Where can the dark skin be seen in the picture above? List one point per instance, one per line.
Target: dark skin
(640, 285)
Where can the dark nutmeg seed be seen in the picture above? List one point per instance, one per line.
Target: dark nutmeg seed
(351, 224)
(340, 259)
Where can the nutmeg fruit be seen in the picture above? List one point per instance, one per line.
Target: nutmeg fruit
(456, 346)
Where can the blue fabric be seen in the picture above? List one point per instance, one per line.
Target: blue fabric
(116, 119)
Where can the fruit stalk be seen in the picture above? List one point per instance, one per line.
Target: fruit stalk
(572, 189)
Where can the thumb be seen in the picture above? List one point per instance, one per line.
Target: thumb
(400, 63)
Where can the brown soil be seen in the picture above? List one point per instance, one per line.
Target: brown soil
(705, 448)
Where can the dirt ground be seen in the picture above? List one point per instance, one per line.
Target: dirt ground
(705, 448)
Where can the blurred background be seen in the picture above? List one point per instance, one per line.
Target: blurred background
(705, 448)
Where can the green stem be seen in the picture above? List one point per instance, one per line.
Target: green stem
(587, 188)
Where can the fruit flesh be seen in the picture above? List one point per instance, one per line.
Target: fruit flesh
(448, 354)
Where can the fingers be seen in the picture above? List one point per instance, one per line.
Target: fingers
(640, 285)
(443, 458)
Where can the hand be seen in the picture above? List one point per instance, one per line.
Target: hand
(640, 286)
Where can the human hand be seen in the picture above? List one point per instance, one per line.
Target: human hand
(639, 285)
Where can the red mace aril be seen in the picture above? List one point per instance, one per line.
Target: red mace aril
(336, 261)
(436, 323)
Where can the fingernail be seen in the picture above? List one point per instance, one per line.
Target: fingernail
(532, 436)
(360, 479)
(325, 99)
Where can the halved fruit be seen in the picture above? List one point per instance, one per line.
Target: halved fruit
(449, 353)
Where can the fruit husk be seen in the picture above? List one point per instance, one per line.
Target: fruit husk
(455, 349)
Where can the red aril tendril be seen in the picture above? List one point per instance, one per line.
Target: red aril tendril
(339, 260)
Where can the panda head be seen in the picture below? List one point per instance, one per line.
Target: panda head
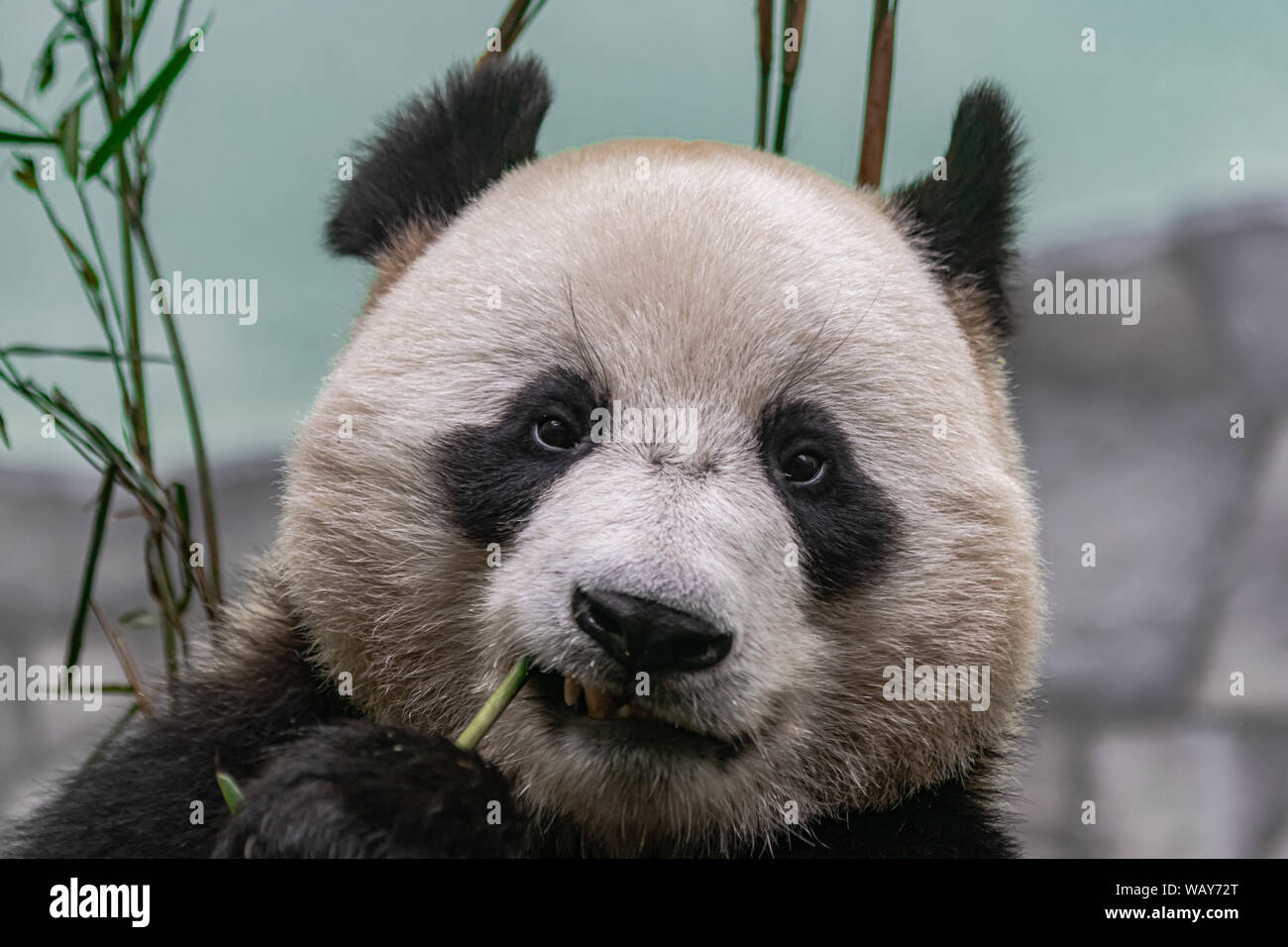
(712, 438)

Exercise task: Rewrite the part of the listing that opens with the line containing "Where can the red aril" and runs through the end of the listing, replacing "panda head" with "panda face" and leaving everything else unchanged. Omit the pictures from your answer.

Full response:
Where can the red aril tendril be seen in the picture above? List one point per instance, one per line.
Target: red aril tendril
(339, 260)
Where can the panda face be seen in the picture below? List one point per instance, one per line.
Target: panda face
(712, 438)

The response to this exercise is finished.